Records from a collection:
—————
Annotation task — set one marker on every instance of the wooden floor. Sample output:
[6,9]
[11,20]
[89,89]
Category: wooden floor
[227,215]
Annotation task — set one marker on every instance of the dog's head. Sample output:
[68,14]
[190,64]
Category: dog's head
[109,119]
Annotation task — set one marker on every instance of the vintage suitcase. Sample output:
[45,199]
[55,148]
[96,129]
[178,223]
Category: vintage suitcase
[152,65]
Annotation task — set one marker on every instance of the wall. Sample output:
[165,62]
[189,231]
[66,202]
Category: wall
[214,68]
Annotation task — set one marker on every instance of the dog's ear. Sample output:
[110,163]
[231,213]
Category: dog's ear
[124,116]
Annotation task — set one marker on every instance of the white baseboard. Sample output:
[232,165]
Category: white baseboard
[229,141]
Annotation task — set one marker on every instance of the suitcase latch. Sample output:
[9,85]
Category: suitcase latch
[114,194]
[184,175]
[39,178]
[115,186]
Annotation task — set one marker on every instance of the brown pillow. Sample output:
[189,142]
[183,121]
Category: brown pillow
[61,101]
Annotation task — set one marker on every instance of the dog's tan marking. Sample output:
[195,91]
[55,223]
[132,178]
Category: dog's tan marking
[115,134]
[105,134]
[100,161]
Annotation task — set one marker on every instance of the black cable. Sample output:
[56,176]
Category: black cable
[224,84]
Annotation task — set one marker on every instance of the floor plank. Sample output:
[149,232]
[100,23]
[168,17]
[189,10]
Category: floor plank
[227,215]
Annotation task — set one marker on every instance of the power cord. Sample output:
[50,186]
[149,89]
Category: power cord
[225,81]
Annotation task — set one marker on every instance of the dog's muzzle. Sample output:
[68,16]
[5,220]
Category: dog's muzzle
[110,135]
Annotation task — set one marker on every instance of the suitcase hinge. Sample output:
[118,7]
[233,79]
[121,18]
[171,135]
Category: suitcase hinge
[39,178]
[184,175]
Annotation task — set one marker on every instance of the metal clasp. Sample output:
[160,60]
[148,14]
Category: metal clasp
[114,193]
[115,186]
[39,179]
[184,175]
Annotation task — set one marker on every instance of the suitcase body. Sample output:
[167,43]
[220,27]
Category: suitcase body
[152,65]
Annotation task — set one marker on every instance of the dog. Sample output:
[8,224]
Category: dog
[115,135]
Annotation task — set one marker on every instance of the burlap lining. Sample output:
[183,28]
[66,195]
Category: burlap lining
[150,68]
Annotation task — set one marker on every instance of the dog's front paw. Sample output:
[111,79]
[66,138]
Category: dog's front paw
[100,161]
—————
> Aim of the exercise
Begin at the line that has "of the power" and continue through the end of the data, rewriting those lines with "suitcase hinge" changed to "suitcase handle" and nothing else altered.

> Worked solution
Annotation task — set one marker on every instance of the power cord. Sample output:
[50,186]
[149,89]
Category: power cord
[225,81]
Annotation task — set one marker on every instance of the dog's muzzle. Sample output:
[68,16]
[5,220]
Category: dog's muzzle
[110,135]
Annotation task — set one marker on every instance of the suitcase handle. Sample output:
[118,7]
[233,79]
[121,18]
[171,135]
Category: suitcase handle
[39,178]
[184,175]
Annotation task — set one marker on every instance of the metal clasp. Sample output:
[160,60]
[148,14]
Category: metal clasp
[114,193]
[115,186]
[39,179]
[184,175]
Annotation task — set one marker on every instance of the suitcase body. Sample output:
[167,43]
[220,27]
Category: suitcase body
[152,65]
Annotation task — set one marker on every instance of the dog. Sample output:
[8,224]
Category: dog
[115,135]
Annotation task — set one marker on every instance of the burlap lining. Sample output:
[183,28]
[66,195]
Category: burlap lining
[150,68]
Annotation task — set one marker on every instance of the dog's front paw. Sample output:
[111,79]
[66,138]
Category: dog's front paw
[100,161]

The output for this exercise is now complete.